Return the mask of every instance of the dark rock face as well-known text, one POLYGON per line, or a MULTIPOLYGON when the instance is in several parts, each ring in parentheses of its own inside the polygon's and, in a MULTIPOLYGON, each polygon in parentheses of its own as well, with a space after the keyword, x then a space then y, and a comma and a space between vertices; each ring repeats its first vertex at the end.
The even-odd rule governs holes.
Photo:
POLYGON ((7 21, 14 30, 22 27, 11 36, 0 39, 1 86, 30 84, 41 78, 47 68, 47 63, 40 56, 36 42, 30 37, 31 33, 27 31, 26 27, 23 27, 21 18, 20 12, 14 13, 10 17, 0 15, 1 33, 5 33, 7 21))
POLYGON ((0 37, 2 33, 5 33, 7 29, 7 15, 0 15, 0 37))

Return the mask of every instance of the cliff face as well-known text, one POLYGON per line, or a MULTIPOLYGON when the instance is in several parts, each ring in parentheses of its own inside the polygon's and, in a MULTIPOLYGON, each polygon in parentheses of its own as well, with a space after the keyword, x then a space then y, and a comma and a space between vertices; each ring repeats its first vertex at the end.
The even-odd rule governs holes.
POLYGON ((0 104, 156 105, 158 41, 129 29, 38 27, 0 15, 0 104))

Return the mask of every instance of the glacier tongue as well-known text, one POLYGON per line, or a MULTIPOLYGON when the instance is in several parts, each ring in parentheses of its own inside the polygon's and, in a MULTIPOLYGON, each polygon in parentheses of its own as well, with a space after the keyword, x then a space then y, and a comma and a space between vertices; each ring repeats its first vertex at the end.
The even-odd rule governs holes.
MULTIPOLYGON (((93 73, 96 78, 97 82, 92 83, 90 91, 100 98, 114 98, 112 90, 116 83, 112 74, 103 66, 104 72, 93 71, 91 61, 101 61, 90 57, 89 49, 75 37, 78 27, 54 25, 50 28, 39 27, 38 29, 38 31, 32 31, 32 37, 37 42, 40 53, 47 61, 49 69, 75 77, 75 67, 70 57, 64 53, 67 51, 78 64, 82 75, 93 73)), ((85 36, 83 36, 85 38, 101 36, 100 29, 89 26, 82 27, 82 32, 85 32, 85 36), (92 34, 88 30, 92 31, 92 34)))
******************************
SHORT EXERCISE | Reproduce all of the rows above verbatim, keeping every line unchanged.

THE COMPLETED TASK |
Return the mask of every instance of the dark rock face as well-known text, one POLYGON per line, or a MULTIPOLYGON when the instance is in several parts, each ring in parentheses of its own inside the polygon's and, in a MULTIPOLYGON, each polygon in parentheses of its own as well, with a space after the keyword, x then a space then y, and a comma and a space between vertices; each ring repeats its first vertex at the end.
The even-odd rule governs holes.
Photo:
POLYGON ((7 21, 14 30, 22 27, 11 36, 0 39, 1 86, 30 84, 41 78, 47 68, 47 63, 40 56, 36 42, 30 37, 31 33, 27 31, 26 27, 23 27, 21 18, 20 12, 14 13, 10 17, 0 15, 1 33, 5 33, 7 21))
POLYGON ((0 37, 2 33, 5 33, 7 29, 7 15, 0 15, 0 37))

Return the mask of every instance of the cliff face as well-known text, one POLYGON per line, or a MULTIPOLYGON when the instance is in several parts, each ring in parentheses of its own inside the polygon's and, in a MULTIPOLYGON, each polygon in parentheses of its own as well, with a space after the keyword, x then a space then y, and a comma and a space between vertices; each ring repeats its first vertex at the end.
The even-odd rule governs holes.
POLYGON ((0 104, 156 105, 158 41, 129 29, 38 27, 0 15, 0 104))

Return the mask of every instance of the glacier tongue as well-known text, one POLYGON per line, or a MULTIPOLYGON when the instance is in several parts, each ring in parentheses of its own inside the polygon's and, in a MULTIPOLYGON, each polygon in parentheses of its own as well, with a space after the keyword, x then a space then y, and a comma and a space between vertices; each ring repeats its first vertex at the end.
The even-odd rule governs holes.
MULTIPOLYGON (((93 73, 96 78, 97 82, 92 83, 90 91, 100 98, 114 98, 112 90, 116 83, 112 74, 103 66, 104 72, 93 71, 91 61, 101 61, 90 57, 89 49, 75 37, 78 27, 54 25, 50 28, 39 27, 38 29, 38 31, 32 31, 32 37, 37 42, 40 53, 47 61, 49 69, 75 77, 75 67, 70 57, 64 53, 67 51, 78 64, 82 75, 93 73)), ((85 36, 83 36, 85 38, 101 36, 100 29, 89 26, 82 27, 82 32, 85 32, 85 36), (92 34, 88 30, 92 31, 92 34)))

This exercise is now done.